ABOUT THIS EXERCISE: Quote precisely the final stretch of the listing: start at the line containing "Query: mini marshmallow" and stop after the last line.
(DATASET CONTENT begins)
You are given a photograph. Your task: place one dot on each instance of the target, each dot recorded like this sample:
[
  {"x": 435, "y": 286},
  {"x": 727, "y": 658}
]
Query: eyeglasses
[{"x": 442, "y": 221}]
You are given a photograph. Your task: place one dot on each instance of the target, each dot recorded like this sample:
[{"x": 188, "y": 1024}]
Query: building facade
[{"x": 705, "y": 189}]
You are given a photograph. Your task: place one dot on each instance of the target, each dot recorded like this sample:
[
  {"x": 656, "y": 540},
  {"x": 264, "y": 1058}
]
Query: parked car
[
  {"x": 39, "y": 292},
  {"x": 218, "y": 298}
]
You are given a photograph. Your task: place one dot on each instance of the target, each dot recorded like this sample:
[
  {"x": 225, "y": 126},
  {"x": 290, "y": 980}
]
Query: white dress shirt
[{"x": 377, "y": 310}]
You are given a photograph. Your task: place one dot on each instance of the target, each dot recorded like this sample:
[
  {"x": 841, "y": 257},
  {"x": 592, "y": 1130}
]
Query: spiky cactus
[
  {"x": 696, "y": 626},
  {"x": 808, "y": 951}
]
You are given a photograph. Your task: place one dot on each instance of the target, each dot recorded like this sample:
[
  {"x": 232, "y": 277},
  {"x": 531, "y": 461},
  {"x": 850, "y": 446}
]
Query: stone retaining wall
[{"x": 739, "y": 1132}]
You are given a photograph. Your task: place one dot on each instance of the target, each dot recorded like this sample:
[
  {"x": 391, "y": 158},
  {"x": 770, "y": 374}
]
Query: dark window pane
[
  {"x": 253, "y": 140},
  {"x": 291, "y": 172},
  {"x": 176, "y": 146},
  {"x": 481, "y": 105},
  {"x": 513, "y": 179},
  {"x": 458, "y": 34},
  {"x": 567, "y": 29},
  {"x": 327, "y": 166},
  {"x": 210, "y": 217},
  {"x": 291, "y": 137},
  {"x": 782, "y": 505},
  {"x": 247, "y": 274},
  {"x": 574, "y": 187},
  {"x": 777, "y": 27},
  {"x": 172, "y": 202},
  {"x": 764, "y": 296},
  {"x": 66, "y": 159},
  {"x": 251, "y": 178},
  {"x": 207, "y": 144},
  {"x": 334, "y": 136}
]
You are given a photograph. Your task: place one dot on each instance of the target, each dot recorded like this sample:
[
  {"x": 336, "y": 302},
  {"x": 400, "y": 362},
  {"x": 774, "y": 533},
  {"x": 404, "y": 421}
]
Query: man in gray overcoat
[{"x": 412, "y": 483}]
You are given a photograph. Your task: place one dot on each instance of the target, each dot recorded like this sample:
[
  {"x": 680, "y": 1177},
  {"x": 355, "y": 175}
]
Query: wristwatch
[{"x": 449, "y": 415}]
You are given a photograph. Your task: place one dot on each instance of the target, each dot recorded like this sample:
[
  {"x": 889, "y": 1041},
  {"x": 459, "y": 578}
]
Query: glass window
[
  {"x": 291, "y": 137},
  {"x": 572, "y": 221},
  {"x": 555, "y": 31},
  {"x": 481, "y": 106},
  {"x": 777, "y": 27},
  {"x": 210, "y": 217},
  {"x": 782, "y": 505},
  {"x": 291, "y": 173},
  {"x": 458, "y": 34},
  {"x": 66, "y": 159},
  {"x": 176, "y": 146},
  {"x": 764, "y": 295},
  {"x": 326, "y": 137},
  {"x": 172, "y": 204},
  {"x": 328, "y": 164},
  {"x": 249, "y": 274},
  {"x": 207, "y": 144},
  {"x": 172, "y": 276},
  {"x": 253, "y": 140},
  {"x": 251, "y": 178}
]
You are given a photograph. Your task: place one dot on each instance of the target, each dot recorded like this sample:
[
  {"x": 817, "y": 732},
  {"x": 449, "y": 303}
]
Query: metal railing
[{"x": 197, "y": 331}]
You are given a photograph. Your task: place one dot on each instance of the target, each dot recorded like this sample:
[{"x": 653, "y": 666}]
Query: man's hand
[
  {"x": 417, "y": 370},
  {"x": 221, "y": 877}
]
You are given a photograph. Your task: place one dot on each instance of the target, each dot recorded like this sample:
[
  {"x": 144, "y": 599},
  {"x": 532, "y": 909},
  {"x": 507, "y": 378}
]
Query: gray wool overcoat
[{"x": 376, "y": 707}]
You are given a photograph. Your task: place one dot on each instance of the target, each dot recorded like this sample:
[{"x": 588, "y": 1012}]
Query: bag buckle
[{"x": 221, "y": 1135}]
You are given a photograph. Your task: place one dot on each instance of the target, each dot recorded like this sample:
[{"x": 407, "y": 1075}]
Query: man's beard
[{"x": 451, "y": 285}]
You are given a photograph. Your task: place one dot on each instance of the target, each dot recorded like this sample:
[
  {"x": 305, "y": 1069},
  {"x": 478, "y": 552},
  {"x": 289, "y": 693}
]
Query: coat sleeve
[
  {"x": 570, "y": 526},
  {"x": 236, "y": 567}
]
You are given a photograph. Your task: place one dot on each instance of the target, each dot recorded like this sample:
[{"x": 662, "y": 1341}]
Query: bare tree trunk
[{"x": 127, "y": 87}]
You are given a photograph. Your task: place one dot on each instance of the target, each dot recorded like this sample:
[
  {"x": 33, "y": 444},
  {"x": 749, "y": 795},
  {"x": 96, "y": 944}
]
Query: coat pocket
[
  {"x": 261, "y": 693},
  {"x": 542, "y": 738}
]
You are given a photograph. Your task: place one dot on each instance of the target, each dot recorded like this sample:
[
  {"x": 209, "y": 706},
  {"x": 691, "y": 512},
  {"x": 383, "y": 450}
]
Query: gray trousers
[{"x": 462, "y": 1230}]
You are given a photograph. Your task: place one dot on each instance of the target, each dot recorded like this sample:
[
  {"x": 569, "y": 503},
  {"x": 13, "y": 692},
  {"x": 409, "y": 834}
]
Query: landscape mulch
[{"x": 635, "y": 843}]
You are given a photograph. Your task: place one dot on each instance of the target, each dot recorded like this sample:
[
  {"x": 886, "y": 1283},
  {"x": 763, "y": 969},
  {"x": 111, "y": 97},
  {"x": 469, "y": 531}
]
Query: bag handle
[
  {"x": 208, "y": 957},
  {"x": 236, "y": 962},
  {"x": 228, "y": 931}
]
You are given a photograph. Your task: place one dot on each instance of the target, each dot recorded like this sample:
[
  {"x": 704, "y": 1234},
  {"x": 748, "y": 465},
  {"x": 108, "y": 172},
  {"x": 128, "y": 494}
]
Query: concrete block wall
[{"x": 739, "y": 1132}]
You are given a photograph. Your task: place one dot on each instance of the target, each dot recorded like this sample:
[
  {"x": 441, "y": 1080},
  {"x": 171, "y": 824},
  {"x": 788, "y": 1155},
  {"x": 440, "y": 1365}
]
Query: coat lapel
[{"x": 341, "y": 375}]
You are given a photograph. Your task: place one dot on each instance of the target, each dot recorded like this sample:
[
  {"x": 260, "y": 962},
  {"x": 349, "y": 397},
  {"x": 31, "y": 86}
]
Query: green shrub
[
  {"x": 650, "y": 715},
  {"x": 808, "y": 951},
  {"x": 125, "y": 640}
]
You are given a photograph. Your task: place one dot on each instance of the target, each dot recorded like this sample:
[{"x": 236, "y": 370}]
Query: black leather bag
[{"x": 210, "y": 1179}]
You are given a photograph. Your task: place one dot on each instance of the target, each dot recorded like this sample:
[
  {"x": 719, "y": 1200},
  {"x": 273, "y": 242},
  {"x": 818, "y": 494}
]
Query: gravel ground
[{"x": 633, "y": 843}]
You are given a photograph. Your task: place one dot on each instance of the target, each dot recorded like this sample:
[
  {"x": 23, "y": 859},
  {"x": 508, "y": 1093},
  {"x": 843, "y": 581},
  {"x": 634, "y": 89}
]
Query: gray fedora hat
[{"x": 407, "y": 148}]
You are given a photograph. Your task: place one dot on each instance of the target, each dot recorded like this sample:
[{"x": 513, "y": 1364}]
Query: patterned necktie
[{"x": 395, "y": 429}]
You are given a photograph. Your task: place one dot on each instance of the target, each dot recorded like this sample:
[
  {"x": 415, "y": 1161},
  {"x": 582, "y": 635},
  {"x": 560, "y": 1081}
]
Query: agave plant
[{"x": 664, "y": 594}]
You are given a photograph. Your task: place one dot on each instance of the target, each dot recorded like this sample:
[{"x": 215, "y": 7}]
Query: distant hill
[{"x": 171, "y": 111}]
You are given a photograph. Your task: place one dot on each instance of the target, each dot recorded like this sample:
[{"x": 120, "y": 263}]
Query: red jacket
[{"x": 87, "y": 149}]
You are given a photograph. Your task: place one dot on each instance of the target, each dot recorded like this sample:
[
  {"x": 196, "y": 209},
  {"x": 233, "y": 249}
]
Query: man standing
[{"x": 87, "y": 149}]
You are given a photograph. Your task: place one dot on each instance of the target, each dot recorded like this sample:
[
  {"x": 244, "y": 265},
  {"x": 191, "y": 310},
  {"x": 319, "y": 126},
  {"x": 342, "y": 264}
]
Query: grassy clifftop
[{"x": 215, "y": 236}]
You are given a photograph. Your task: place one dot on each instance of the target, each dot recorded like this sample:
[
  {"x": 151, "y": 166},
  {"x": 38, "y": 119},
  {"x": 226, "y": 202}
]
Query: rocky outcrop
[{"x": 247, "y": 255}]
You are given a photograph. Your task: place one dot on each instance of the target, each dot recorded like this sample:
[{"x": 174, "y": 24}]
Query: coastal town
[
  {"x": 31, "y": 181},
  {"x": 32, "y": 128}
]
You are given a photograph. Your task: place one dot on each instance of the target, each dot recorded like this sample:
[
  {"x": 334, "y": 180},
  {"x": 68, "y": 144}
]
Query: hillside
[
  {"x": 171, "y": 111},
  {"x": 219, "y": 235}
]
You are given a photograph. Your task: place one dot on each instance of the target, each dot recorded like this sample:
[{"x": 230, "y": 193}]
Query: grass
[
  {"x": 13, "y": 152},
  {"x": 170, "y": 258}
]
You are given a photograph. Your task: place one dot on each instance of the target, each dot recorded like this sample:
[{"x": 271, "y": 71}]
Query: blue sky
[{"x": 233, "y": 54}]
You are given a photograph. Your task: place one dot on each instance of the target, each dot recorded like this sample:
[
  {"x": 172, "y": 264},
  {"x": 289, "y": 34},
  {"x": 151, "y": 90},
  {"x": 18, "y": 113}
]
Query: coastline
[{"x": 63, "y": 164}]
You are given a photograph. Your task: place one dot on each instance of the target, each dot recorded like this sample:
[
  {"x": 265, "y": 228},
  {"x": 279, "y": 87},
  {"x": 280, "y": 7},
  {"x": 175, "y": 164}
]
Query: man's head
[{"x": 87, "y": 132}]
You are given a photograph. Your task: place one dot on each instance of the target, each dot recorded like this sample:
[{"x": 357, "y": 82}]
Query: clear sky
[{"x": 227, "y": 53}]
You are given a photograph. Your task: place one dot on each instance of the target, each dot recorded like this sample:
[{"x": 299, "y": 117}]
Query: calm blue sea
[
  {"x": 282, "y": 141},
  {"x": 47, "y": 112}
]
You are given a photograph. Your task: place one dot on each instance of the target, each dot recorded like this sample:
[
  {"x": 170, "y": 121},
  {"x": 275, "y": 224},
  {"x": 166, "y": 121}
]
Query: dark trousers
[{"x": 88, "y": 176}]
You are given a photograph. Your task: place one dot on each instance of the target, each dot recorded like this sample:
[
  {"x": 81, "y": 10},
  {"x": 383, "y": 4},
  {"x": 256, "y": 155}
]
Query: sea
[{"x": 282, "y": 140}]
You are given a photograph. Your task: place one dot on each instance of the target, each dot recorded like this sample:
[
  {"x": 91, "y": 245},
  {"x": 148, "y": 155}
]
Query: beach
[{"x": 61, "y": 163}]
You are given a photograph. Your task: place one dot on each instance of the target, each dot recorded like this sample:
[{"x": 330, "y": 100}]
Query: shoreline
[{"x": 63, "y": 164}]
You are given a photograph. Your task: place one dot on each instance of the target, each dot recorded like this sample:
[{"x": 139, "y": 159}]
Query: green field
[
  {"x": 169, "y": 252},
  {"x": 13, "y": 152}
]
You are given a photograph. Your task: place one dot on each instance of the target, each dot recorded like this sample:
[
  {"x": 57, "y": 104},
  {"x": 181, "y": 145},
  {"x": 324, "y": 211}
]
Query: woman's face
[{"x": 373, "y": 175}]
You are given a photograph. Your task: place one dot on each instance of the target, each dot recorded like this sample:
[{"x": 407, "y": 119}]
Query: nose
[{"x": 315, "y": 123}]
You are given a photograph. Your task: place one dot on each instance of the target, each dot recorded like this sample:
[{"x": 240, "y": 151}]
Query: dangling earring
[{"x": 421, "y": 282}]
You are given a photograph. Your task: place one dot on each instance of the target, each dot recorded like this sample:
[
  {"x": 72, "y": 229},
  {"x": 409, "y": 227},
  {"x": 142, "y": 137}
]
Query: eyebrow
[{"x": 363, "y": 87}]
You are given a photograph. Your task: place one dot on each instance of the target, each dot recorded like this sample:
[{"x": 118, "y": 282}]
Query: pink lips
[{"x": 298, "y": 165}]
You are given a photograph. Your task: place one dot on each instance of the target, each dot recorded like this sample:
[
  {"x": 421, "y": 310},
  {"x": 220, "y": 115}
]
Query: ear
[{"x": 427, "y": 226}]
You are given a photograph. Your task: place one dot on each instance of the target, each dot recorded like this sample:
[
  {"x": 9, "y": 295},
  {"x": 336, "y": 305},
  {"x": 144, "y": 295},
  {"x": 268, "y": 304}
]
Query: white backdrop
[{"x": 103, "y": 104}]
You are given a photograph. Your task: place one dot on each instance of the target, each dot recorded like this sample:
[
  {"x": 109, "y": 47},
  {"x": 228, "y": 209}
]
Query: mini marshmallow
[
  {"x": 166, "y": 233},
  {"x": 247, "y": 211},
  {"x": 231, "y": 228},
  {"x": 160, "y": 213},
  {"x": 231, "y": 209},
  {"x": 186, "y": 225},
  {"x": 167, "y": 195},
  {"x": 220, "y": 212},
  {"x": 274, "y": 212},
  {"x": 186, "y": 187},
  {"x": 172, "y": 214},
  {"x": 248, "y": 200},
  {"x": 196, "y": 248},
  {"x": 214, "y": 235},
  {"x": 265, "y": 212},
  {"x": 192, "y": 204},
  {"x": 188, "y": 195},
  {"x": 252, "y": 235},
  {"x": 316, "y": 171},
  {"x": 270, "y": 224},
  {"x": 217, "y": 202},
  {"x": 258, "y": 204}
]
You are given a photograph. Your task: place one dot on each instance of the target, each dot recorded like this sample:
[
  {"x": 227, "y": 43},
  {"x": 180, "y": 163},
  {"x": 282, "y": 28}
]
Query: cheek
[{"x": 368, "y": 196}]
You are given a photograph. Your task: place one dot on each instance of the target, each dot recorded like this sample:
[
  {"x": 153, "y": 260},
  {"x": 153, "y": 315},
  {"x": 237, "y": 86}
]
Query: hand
(DATASET CONTENT ends)
RESPONSE:
Query: mini marshmallow
[
  {"x": 166, "y": 233},
  {"x": 247, "y": 211},
  {"x": 231, "y": 228},
  {"x": 160, "y": 213},
  {"x": 231, "y": 209},
  {"x": 186, "y": 225},
  {"x": 167, "y": 195},
  {"x": 220, "y": 212},
  {"x": 274, "y": 212},
  {"x": 186, "y": 187},
  {"x": 172, "y": 214},
  {"x": 248, "y": 200},
  {"x": 196, "y": 248},
  {"x": 214, "y": 235},
  {"x": 265, "y": 212},
  {"x": 192, "y": 204},
  {"x": 188, "y": 195},
  {"x": 252, "y": 235},
  {"x": 316, "y": 171},
  {"x": 270, "y": 224},
  {"x": 217, "y": 202},
  {"x": 258, "y": 204}
]
You are given a photograph. Your task: place one dot on each instance of the target, each dot recorded like this sample:
[
  {"x": 227, "y": 43},
  {"x": 180, "y": 163},
  {"x": 282, "y": 28}
]
Query: cheek
[{"x": 368, "y": 196}]
You are given a photograph. Your task: place one dot on each instance of the target, each dot recorded like this sample:
[
  {"x": 153, "y": 260},
  {"x": 153, "y": 315},
  {"x": 237, "y": 86}
]
Query: hand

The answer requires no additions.